→ INSTRUCTION
Can you copy each of the records below character for character, changing nothing?
◇ ◇ ◇ ◇
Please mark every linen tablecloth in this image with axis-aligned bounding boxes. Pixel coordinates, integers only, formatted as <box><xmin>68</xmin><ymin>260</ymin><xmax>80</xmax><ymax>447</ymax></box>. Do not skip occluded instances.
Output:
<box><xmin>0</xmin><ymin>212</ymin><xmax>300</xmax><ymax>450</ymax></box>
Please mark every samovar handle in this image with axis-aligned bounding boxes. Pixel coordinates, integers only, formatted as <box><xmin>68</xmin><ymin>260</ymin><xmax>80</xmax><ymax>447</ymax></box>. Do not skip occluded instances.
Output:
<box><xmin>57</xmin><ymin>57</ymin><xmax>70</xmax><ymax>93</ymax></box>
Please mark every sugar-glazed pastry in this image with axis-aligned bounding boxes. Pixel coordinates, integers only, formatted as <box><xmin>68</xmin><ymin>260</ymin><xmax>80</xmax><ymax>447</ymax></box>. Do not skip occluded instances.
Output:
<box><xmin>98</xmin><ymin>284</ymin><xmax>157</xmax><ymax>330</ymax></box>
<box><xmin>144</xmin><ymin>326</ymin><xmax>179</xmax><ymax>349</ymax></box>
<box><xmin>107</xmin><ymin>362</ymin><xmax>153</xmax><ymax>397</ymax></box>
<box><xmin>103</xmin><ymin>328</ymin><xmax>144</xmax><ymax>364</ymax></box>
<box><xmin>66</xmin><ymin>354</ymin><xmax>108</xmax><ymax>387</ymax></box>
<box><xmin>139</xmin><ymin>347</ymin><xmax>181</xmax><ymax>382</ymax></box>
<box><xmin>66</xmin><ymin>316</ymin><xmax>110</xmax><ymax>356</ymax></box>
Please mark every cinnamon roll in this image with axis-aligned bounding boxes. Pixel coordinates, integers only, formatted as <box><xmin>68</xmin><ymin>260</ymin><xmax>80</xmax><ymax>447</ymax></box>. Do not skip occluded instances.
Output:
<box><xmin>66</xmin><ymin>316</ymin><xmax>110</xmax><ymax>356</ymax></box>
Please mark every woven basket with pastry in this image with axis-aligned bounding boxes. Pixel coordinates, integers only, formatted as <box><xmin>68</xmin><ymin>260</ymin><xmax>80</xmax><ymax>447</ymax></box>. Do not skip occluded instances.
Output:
◇ ◇ ◇ ◇
→ THE OUTPUT
Please mark every linen tablecloth in this image with axis-aligned bounding boxes. Pixel coordinates, integers only, formatted as <box><xmin>68</xmin><ymin>260</ymin><xmax>80</xmax><ymax>447</ymax></box>. Do not skip occluded instances.
Output:
<box><xmin>0</xmin><ymin>212</ymin><xmax>300</xmax><ymax>450</ymax></box>
Please mark every samovar handle in this image with axis-aligned bounding boxes. Pixel coordinates, integers only, formatted as <box><xmin>68</xmin><ymin>260</ymin><xmax>80</xmax><ymax>447</ymax></box>. Do not skip occluded instances.
Output:
<box><xmin>57</xmin><ymin>57</ymin><xmax>70</xmax><ymax>93</ymax></box>
Please mark every sugar-glazed pastry in this image with axis-aligned bounding boxes. Pixel coordinates, integers only, formatted as <box><xmin>68</xmin><ymin>260</ymin><xmax>80</xmax><ymax>447</ymax></box>. Do not skip occluded instances.
Output:
<box><xmin>98</xmin><ymin>284</ymin><xmax>157</xmax><ymax>330</ymax></box>
<box><xmin>144</xmin><ymin>326</ymin><xmax>179</xmax><ymax>349</ymax></box>
<box><xmin>107</xmin><ymin>362</ymin><xmax>153</xmax><ymax>397</ymax></box>
<box><xmin>103</xmin><ymin>328</ymin><xmax>144</xmax><ymax>364</ymax></box>
<box><xmin>66</xmin><ymin>354</ymin><xmax>108</xmax><ymax>387</ymax></box>
<box><xmin>139</xmin><ymin>347</ymin><xmax>181</xmax><ymax>382</ymax></box>
<box><xmin>66</xmin><ymin>316</ymin><xmax>110</xmax><ymax>356</ymax></box>
Please mark every cinnamon roll in this image with axis-aligned bounding boxes. Pixel coordinates, integers only, formatted as <box><xmin>68</xmin><ymin>260</ymin><xmax>80</xmax><ymax>447</ymax></box>. Do not skip occluded instances.
Output:
<box><xmin>66</xmin><ymin>316</ymin><xmax>110</xmax><ymax>356</ymax></box>
Please mark every woven basket with pastry in this image with axis-aligned bounding boxes. Pixel coordinates, integers only, formatted as <box><xmin>68</xmin><ymin>260</ymin><xmax>80</xmax><ymax>447</ymax></box>. Do not skip occluded instances.
Output:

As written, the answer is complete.